[start]

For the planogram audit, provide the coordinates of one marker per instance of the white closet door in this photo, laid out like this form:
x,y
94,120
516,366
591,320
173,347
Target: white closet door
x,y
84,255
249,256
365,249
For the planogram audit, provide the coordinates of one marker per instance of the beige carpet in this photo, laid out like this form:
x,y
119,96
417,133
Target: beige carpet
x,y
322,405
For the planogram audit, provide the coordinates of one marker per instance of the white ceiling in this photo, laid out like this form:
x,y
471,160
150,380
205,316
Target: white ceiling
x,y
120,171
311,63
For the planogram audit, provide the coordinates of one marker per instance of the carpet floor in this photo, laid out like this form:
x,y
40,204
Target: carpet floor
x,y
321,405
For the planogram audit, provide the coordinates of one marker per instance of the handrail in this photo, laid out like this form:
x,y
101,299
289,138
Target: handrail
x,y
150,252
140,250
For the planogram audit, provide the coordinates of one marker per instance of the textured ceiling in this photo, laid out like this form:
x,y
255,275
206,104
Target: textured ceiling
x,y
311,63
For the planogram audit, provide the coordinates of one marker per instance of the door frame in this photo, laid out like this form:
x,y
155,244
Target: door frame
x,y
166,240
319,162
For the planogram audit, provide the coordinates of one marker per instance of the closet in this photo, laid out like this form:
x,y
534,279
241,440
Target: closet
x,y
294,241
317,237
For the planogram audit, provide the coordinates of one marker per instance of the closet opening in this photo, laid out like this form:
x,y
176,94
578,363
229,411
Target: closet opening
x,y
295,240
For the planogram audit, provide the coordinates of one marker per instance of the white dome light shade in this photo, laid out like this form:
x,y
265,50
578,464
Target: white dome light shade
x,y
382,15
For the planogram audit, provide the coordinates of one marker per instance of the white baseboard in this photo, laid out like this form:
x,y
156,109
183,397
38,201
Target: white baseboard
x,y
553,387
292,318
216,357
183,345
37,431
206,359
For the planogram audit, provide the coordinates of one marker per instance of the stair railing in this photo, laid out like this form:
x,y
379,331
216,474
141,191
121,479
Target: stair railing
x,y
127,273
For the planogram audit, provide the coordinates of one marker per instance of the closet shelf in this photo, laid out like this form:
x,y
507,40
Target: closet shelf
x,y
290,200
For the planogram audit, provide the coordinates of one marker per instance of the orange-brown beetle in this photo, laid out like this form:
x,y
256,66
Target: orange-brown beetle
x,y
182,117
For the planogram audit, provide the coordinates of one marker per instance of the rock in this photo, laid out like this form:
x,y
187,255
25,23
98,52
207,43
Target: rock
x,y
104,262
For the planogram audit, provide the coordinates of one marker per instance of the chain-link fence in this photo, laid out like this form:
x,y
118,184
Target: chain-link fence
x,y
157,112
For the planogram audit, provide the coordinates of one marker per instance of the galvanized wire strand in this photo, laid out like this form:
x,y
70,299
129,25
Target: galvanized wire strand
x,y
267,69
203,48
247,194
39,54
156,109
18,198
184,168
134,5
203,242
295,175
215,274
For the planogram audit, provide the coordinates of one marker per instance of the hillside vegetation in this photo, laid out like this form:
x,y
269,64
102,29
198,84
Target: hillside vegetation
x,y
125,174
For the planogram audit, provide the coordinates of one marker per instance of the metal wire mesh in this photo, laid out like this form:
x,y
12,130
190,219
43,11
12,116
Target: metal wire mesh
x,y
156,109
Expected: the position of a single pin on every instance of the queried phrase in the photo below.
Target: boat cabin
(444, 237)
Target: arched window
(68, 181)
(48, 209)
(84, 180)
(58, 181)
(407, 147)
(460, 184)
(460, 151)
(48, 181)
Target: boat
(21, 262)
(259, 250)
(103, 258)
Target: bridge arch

[end]

### STATED GOAL
Recast the stretch of data from the line containing "Target: arched window" through the end of the data as a Markdown table with two columns, Row and Data line. Number each line and leave out any blank lines.

### TASK SOLUTION
| Row | Data line |
|---|---|
| 1 | Target: arched window |
| 2 | (68, 181) |
| 3 | (48, 209) |
| 4 | (84, 180) |
| 5 | (58, 181) |
| 6 | (407, 147) |
| 7 | (460, 184) |
| 8 | (460, 151) |
| 9 | (48, 181) |
| 10 | Target: boat |
| 11 | (21, 262) |
| 12 | (259, 250) |
| 13 | (103, 258) |
| 14 | Target: bridge arch |